> **EXCERPTED PASSAGE**:
Science Fiction Reading List

It’s that time of year when many people are setting reading goals and looking for reading lists to expand their usual fare. If you are looking to read more science fiction or if you are using a reading list that asks you to read one science fiction novel and you don't know what to choose, I have made this list.

In my experience, often when people think of science fiction, they think of a narrow idea that they got from one or two books or movies. If they didn't like the first thing they were exposed to, they tend to dismiss the whole genre as bad. But science fiction is much broader than most people think. So let’s look at the various themes and some recommended reading to try in the different themes. Note that many books in science fiction have multiple themes. Many of the books listed are the first book or a series (occasionally a later book if the series as a whole doesn't fit the category).

Space opera - This is what many people think about when they think science fiction. It’s all about space ships, right? Space opera is the fun area of the field, it’s all about the adventure. Sure it is usually involving trips by space ship, but the real key is the adventure.. Star Wars is Space Opera, so are Firefly, Farscape, both versions of Battlestar Galactica and Star Trek. Since it is so common in movies and film, it is the most widely known type. There are plenty of books that are considered Space Opera, too.

> **GIVEN RECORDS**:
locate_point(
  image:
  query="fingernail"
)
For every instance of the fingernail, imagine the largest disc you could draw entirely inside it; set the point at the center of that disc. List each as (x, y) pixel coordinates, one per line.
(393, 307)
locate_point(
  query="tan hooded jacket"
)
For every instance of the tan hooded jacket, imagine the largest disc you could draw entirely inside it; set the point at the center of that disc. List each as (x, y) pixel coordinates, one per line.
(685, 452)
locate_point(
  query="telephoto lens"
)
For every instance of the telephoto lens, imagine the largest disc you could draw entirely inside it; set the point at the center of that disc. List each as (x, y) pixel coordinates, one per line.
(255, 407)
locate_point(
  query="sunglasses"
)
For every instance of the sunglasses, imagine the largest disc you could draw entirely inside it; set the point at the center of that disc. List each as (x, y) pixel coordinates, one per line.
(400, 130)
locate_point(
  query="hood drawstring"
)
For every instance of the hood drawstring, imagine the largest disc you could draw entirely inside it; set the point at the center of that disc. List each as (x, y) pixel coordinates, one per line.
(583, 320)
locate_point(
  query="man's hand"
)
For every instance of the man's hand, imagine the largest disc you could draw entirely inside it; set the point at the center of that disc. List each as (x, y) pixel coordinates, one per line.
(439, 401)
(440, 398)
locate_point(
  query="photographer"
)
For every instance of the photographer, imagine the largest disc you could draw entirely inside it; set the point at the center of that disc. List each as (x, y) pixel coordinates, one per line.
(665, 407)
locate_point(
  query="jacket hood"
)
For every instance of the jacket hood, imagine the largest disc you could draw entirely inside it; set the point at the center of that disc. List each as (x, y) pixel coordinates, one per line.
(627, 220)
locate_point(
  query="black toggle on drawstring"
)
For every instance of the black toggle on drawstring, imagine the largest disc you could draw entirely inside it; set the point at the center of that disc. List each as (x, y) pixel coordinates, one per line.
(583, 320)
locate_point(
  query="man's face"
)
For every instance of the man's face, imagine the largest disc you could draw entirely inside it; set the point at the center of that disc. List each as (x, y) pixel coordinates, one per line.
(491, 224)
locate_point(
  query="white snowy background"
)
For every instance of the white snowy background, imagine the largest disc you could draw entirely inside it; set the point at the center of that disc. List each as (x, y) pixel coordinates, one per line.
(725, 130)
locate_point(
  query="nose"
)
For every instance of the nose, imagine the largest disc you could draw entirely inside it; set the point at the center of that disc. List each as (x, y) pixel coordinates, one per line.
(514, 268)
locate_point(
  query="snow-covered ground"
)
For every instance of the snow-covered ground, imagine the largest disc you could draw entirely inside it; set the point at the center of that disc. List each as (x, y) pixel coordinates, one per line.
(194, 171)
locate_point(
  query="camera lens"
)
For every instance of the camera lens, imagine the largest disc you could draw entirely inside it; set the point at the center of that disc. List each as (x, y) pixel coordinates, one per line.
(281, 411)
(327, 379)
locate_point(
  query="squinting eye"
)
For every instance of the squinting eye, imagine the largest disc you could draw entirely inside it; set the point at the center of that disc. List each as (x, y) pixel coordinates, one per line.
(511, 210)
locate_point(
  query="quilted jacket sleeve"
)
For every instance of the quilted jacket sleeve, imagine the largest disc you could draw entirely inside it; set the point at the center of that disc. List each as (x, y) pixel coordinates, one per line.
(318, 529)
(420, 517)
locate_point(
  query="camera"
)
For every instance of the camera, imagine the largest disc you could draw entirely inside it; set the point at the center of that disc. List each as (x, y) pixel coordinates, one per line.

> **QUESTIONS ON THE MATERIAL**:
• 1. Answer these questions about the science fiction reading list:
(a) What do people tend to do if they didn't like the first science fiction they were exposed to?
(b) What is the real key to space opera?
(c) Why is space opera the most widely known type?
• 2. Carry on the science fiction reading list from the point where it stops.
The rows are separate material and have nothing to do with the science fiction reading list.

> **ANSWER SET**:
• 1.
(a) They tend to dismiss the whole genre as bad.
(b) The adventure.
(c) Because it is so common in movies and film.

• 2.
 Have Spaceship Will Travel - Robert Heinlein
 Quarter Share - Nathan Lowell
 A Long Way to A Small Angry Planet - Becky Chambers
 Hunter of Worlds - C J Cherryh

Romance - Romance novelists sometimes set their books in space.
 Accidental Goddess - Linea Sinclair
 Gabriel’s Ghost - Linnea Sinclair
 A Civil Campaign - Lois McMaster Bujold
 Shards of Honor - Lois McMaster Bujold
 Primary Inversion - Catherine Asaro (This is also vary much a hard science fiction novel, the author has a PhD in Physics)
 Local Custom - Sharon Lee, Steve Miller
 Scout’s Progress - Sharon Lee, Steve Miller

Crime - Once you colonize other planets or build space stations that are permanent residences, eventually you have crime. Even on this planet in the future, crime will still be with us.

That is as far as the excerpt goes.